Short exercise 1: In the listing, between the lines holding "Find the sagging" and "x=56, y=214", inclusive, replace "Target" with "Object". Return those lines with everything else unchanged.

***** Given passage *****

The length of the PhD program depends on how the bachelor's and Master's programs are structured, and what additional demands are placed on students in terms of teaching and other assignments.

For instance, in the US, you can gain admission to a PhD directly after a bachelor's degree, but you will also be expected to take courses for one to two years. In mathematics especially, you will likely have significant teaching duties as well. in Europe, PhD programs in math will still likely require significant teaching, but no coursework, since it is presumed you took the requisite courses as a Master's student.


Another aspect that's worth mentioning is that there's PhD and there's PhD. Even though the name of the title is essentially the same when translated to common English, the "content" of the dissertation and diploma could differ significantly. If you have more time to do your research you're more likely to produce more publications (although this is not a given). I would even argue that the potential increase in your publications is not linear to the number of years in grad school, considering the rather steep learning curve.

Similarly the expectations during post-grad applications could also vary based on the degree. You might, and probably will, be expected to do more years of post-doc research before getting a faculty position, in comparison to if you had a longer PhD period (for instance 5 years instead of 3).

Yet another aspect is the funding; most PhD programs are limited in years, because the funding is usually limited in years. In other words, if you have means of sustaining yourself without grant money, or if your supervisor/group leader has the possibility to fix some other source of funding, I am pretty sure actual dissertation time would not be a huge issue (again it depends on the supervisor).

Lastly, none of this is written in stone, and there will always be exceptions to the rule. I would advocate that there is really no shortcuts to success, and instead of worrying about number of years to a particular title, one should focus on getting "really good/competent" at the field of research.

  • The funding issue is important. In the UK system, funding (in the form of a PhD scholarship) is often limited to three years, which provides a strong incentive to graduate quickly. In the US system, this is not the case, so there is less pressure for students to finish quickly.
    – Thomas
    Commented Dec 6, 2017 at 1:42
  • @Thomas re last sentence: probably because a PhD student staying in the lab longer is cheap labor ;-)
    – posdef
    Commented Dec 6, 2017 at 12:25
  • There is also the fact that you need to graduate in time for the university to be allowed to count it as completion. Commented Apr 18, 2023 at 6:45

Having moved from the US to Europe (Denmark specifically), I was surprised that doctoral degrees here are standardized. Whereas in the US degree times vary considerably for all the reasons stated in the other answers, in Europe the length of PhD degrees is increasingly zeroing in on three years. Indeed, in Denmark no one is permitted to take longer than three years.

*****

Short exercise 2: Write out the passage on PhD program length word for word, between "Lastly, none of" and "field of research.", inclusive.

***** Exercise input *****

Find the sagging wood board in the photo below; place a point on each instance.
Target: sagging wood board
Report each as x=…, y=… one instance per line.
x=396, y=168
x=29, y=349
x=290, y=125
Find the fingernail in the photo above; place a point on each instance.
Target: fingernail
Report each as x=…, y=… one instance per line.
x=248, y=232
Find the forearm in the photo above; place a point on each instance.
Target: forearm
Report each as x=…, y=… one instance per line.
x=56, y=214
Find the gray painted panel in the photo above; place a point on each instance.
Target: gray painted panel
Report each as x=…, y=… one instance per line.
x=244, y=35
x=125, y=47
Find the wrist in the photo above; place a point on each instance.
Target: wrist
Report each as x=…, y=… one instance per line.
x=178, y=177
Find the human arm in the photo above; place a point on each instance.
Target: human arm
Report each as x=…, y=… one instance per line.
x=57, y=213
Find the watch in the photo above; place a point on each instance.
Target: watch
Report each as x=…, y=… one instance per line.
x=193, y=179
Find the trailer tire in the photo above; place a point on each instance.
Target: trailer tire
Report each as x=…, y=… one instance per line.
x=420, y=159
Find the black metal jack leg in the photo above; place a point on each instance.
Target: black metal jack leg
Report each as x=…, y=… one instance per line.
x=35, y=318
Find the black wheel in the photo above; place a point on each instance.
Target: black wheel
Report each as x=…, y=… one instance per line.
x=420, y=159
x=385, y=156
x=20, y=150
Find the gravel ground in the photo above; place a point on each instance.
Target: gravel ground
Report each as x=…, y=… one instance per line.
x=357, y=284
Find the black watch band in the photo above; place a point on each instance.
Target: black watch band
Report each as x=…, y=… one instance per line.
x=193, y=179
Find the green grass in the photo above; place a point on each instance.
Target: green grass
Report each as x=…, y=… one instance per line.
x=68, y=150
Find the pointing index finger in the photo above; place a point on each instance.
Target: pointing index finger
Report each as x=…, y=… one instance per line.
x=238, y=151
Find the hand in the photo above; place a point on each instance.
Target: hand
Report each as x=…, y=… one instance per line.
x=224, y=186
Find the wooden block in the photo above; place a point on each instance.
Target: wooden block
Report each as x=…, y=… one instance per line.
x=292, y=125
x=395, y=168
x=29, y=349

*****
***** Exercise input *****

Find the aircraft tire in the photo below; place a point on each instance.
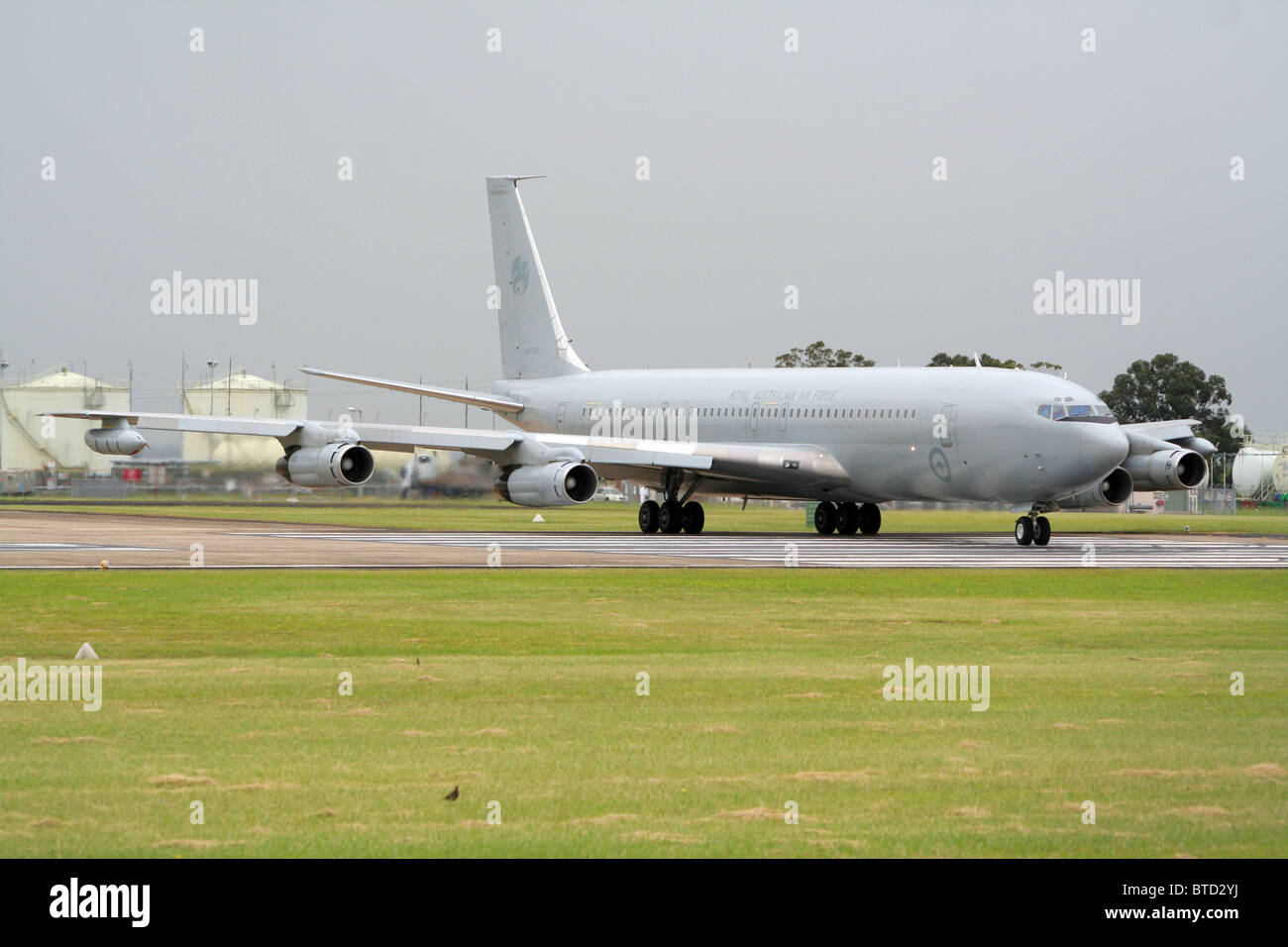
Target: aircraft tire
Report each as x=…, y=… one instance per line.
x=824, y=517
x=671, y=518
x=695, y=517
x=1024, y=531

*****

Task solution 1:
Find the sagging wood board in the photo below; place a point on each instance.
Object: sagging wood board
Report each as x=…, y=… one instance per line.
x=396, y=168
x=29, y=349
x=290, y=125
Find the fingernail in the photo above; place a point on each instance.
Object: fingernail
Report each as x=…, y=… one instance per line.
x=248, y=232
Find the forearm in the photo above; place a point on each instance.
Object: forearm
Report each as x=…, y=… one instance per line.
x=56, y=214

Task solution 2:
Lastly, none of this is written in stone, and there will always be exceptions to the rule. I would advocate that there is really no shortcuts to success, and instead of worrying about number of years to a particular title, one should focus on getting "really good/competent" at the field of research.